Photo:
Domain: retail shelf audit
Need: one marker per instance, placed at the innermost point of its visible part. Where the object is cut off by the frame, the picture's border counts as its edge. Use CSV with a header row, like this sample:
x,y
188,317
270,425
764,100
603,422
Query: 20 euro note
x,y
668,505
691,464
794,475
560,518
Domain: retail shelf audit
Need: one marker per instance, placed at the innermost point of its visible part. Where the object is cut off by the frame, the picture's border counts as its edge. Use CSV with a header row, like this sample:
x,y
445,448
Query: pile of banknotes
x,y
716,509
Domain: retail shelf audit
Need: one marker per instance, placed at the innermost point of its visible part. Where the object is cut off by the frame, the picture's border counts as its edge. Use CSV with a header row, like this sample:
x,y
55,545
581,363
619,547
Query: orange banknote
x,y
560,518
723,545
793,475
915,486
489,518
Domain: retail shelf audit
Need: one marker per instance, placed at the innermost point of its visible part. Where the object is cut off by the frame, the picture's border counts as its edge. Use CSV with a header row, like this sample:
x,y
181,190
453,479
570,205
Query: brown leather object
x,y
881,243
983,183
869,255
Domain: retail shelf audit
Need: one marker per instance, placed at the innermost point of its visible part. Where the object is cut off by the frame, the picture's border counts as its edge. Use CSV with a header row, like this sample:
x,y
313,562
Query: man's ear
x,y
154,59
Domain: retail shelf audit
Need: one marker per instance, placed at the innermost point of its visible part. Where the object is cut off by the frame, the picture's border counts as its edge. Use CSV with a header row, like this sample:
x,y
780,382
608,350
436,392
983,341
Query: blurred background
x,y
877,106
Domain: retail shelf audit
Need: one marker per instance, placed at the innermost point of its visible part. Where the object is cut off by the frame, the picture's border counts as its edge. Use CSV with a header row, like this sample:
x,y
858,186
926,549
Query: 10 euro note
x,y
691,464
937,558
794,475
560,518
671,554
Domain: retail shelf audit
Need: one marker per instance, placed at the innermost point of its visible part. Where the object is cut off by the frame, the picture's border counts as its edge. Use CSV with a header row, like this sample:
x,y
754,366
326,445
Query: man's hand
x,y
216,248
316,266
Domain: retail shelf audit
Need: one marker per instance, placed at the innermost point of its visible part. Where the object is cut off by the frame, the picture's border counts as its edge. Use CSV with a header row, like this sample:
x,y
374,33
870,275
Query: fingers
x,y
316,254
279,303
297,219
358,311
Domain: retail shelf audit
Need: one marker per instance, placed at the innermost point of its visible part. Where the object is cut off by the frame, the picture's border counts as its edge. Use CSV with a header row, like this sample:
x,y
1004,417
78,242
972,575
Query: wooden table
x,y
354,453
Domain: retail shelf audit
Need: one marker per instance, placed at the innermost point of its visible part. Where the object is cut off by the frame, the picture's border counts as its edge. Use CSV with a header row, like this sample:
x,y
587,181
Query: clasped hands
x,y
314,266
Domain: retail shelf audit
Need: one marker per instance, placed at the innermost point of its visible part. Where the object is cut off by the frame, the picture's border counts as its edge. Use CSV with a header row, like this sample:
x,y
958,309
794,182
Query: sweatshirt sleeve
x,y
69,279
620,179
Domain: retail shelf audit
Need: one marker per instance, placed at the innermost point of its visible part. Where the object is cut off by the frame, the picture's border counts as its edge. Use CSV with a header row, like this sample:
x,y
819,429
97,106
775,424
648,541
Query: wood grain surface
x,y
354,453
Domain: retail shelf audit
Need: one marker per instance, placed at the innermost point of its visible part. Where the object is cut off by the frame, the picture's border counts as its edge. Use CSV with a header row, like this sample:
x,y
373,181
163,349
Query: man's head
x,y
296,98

Exercise — All entries above should be duplicated exactly, none omitted.

Reply —
Photo:
Domain: retail shelf audit
Need: one marker per instance, placed at the innermost point of its visible part. Where the object is cut off by the frame, the picture's border counts as its edge. Use CSV with a header row, like this sample:
x,y
188,317
270,425
764,100
603,422
Query: 20 euro note
x,y
668,505
691,464
794,475
560,518
Domain: retail shelf audit
Need: one marker per instance, placed at the innermost point of its visible part. Where the object is cut off by the frame, the picture's border counts as its edge. Use CSV with a header row, like this sample:
x,y
445,448
Query: pile of banknotes
x,y
716,509
Domain: retail shelf audit
Need: one marker per instance, placed at the innermost point of its visible part. Where the object is cut off by the frame, the picture's border counts as its edge. Use CSV with a header row, like this sample:
x,y
55,545
581,363
619,547
Query: orange banknote
x,y
560,518
723,545
793,475
915,486
489,518
Domain: retail shelf audit
Need: one marker per instance, placed at the innermost point of its visible part. Where the object is cut off by the frame, the picture's border counts as its edge. Use CSV with a header row, like this sample:
x,y
181,190
453,479
570,205
Query: brown leather object
x,y
881,243
983,183
869,255
Domain: retail shelf audit
Need: one marker per instance, placed at the innermost point of its visible part. Where the object is cut off by the frame, the picture's border counts as its edge. Use CSV with a header row, like this sample:
x,y
313,562
Query: man's ear
x,y
154,59
Domain: retail shelf audit
Need: one marker per instance, placed at the innermost point of its visible part. Where the object is cut off by the frame, the picture's border counts as its edge. Use CSV with a header row, like this sample:
x,y
780,382
608,350
436,392
983,341
Query: blurred background
x,y
877,106
Domain: retail shelf audit
Need: one marker per instance, placed at the innermost point of its visible part. Where the object is cut off by the frame, the picture's border counts as its edge. Use CSV with a header row, like this sample:
x,y
858,186
926,549
Query: 10 euro note
x,y
691,464
937,558
794,475
560,518
671,554
Domain: retail shelf audit
Need: one marker per instance, placed at the innermost point of its visible part. Where the object is cut off by the frame, the picture's border counts as its edge. Use CSV with a header row, like this sample:
x,y
754,366
326,445
Query: man's hand
x,y
216,248
316,266
Domain: retail shelf audit
Need: one marker per instance, placed at the innermost point of its visible part. Where the object is cut off by the frame, the picture's border counts as its edge. Use CSV with a header row, like this sample:
x,y
374,33
870,275
Query: fingers
x,y
316,254
279,303
297,219
358,311
Domain: retail shelf audit
Need: one marker per instance, placed at the innermost point of its visible part. Where the object is cut off by the frame, the picture's border counts as its edge. Use CSV with a header row, like this sample:
x,y
1004,417
78,242
972,575
Query: wooden table
x,y
354,453
Domain: retail shelf audit
Need: one marker per instance, placed at the innermost point of its visible part. Where the object is cut off by the frame, the picture's border counts as its edge. Use CSV with a header row, like this sample:
x,y
587,181
Query: clasped hands
x,y
314,266
Domain: retail shelf audit
Need: one marker per instance, placed at the innermost point of its visible part. Where the object is cut off by the frame, the picture's border counts as its edge. Use CSV with a header row, like this sample:
x,y
958,309
794,182
Query: sweatshirt sleeve
x,y
69,279
620,179
Domain: retail shelf audit
Need: one marker per instance, placed at the innermost point of its visible part. Where the object is cut off by the frame, the picture's border counts as its edge. Use CSV with a header row, like this sample:
x,y
819,429
97,106
775,424
648,541
Query: wood grain surface
x,y
354,453
Domain: retail shelf audit
Need: one marker per instance, placed at the innermost point of its visible part. Where the object is cut off by the frame, the picture's border counts as its edge. Use CSV with a header row, like this sample:
x,y
373,181
163,349
Query: man's head
x,y
296,98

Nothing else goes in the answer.